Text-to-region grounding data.
==================================================

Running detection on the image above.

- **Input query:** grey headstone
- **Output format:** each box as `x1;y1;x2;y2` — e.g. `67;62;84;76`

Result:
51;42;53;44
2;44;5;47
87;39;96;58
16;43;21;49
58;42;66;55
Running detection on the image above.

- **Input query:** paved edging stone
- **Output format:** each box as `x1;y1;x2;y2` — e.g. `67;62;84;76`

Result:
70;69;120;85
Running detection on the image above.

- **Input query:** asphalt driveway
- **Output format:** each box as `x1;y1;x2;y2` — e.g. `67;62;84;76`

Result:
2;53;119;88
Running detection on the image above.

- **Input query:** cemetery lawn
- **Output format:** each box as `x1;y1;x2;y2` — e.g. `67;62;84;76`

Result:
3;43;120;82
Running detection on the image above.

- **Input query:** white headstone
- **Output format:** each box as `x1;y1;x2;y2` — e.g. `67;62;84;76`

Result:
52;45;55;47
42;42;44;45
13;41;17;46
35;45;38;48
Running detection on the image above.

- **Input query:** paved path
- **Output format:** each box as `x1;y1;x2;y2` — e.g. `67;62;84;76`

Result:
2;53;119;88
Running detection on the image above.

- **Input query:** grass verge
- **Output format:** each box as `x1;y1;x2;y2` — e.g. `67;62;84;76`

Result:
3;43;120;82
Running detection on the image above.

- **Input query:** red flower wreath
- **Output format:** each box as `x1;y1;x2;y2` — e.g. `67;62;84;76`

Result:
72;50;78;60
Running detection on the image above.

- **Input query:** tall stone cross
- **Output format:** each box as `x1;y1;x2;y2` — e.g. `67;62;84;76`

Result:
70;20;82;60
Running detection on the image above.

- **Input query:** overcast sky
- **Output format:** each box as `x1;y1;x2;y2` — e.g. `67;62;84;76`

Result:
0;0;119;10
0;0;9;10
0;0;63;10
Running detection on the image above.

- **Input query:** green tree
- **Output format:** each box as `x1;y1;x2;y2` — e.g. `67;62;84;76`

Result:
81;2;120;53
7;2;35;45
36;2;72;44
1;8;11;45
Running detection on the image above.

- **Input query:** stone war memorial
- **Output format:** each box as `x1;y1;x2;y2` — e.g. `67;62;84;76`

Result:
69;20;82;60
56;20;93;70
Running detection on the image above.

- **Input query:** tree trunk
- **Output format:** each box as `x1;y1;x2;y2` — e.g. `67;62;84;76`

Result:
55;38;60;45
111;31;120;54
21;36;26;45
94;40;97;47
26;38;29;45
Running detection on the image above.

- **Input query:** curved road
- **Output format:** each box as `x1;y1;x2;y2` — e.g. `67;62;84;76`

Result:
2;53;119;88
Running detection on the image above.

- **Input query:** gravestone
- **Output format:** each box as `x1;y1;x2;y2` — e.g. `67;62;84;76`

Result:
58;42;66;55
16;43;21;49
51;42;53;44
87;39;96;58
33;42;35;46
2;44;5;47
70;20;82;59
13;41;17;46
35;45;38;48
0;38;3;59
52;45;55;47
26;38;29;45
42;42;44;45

==================================================

Retype the entries above. Match them exactly.

Output of the exercise.
Running detection on the image above.

- **Input query:** grey headstone
- **Output format:** each box as `x1;y1;x2;y2` — e.g. `67;62;84;76`

Result:
51;42;53;44
2;44;5;47
87;39;96;58
16;43;21;49
58;42;66;55
Running detection on the image above.

- **Input query:** paved edging stone
- **Output format:** each box as `x1;y1;x2;y2` — e.g. `67;62;84;76`

Result:
70;69;120;85
Running detection on the image above.

- **Input query:** asphalt driveway
- **Output format:** each box as `x1;y1;x2;y2` — e.g. `67;62;84;76`

Result:
2;53;119;88
Running detection on the image above.

- **Input query:** cemetery lawn
- **Output format:** each box as `x1;y1;x2;y2` — e.g. `67;62;84;76`

Result:
3;43;120;82
Running detection on the image above.

- **Input query:** white headstone
- **Output format:** each box as `x1;y1;x2;y2` — e.g. `67;62;84;76`

Result:
52;45;55;47
42;42;44;45
13;41;17;46
35;45;38;48
Running detection on the image above.

- **Input query:** paved path
- **Output format:** each box as `x1;y1;x2;y2` — e.g. `67;62;84;76`

Result:
2;53;119;88
Running detection on the image above.

- **Input query:** grass verge
- **Output format:** each box as `x1;y1;x2;y2` — e.g. `67;62;84;76`

Result:
3;43;120;82
Running detection on the image above.

- **Input query:** red flower wreath
- **Output format:** each box as `x1;y1;x2;y2` — e.g. `67;62;84;76`

Result:
72;50;78;60
Running detection on the image above.

- **Input query:** tall stone cross
- **Output format:** each box as `x1;y1;x2;y2` — e.g. `67;62;84;76`

Result:
70;20;82;60
Running detection on the image above.

- **Input query:** overcast sky
- **Output format:** each box as `x1;y1;x2;y2` — e.g. `67;62;84;76`

Result:
0;0;119;10
0;0;9;10
0;0;63;10
Running detection on the image above.

- **Input query:** green tree
- **Output format:** each box as `x1;y1;x2;y2` — e.g. `67;62;84;76`

Result:
81;2;120;53
7;2;35;45
36;2;72;44
1;8;11;45
Running detection on the image above.

- **Input query:** stone war memorial
- **Output format:** each box as `x1;y1;x2;y2` — e.g. `67;62;84;76`

Result:
69;20;82;60
56;20;93;70
Running detection on the image above.

- **Input query:** tree trunk
- **Output format:** each box as `x1;y1;x2;y2` — e.g. `67;62;84;76`

Result:
55;38;60;45
111;31;120;54
21;36;26;45
94;40;97;47
26;38;29;45
Running detection on the image above.

- **Input query:** curved road
- **Output format:** each box as `x1;y1;x2;y2` — e.g. `67;62;84;76`

Result:
2;53;119;88
Running detection on the image above.

- **Input query:** gravestone
- **Output format:** each box as `x1;y1;x2;y2` — e.g. `67;62;84;76`

Result:
58;42;66;55
16;43;21;49
51;42;53;44
87;39;96;58
33;42;35;46
2;44;5;47
70;20;82;59
13;41;17;46
35;45;38;48
0;38;3;59
52;45;55;47
26;38;29;45
42;42;44;45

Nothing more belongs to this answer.